◆ Data listing:
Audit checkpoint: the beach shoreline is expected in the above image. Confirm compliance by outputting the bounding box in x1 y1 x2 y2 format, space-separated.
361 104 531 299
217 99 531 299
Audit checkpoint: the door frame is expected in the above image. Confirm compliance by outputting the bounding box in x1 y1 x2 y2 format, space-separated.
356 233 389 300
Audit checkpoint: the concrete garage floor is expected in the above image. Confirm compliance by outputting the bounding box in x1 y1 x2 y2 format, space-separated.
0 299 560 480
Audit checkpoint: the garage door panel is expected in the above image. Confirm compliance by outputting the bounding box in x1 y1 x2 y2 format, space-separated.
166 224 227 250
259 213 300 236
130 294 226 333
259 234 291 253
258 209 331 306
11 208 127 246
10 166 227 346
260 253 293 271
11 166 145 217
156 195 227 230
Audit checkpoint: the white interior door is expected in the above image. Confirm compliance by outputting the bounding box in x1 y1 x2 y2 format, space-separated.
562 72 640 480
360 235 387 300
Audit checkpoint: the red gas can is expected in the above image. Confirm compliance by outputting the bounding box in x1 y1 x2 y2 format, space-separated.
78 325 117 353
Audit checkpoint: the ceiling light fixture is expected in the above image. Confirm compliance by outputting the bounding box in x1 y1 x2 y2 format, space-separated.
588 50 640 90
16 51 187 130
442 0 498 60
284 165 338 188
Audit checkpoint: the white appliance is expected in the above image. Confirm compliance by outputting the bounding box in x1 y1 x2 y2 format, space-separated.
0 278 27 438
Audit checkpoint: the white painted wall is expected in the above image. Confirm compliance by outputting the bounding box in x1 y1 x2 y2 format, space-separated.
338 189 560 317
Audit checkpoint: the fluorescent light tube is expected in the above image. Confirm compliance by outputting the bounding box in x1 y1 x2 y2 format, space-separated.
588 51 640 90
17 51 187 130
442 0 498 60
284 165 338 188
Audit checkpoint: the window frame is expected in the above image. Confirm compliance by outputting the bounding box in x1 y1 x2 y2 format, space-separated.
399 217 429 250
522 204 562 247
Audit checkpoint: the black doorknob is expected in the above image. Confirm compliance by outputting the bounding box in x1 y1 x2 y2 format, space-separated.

◆ The request:
Change "white appliance" to "washing machine" in the listing lines from the line with "Audit checkpoint: the ceiling" to the line with "338 189 560 317", and write out only those lines with everything else unchanged.

◆ Complete output:
Audit checkpoint: the ceiling light fixture is expected in the above image. Confirm compliance by outputting the bounding box in x1 y1 x2 y2 format, space-separated.
588 50 640 90
16 51 187 130
442 0 498 60
284 165 338 188
Audit checkpoint: the washing machine is expected in the above image. Confirm compliance by outputting the bounding box in x1 y1 x2 y2 format, space-separated.
0 278 27 438
Audit checkpoint: the white painted wall is expected in the above image. Confirm compliance by outputting the bounding box in x1 y1 x2 y2 format, space-separated.
338 189 560 317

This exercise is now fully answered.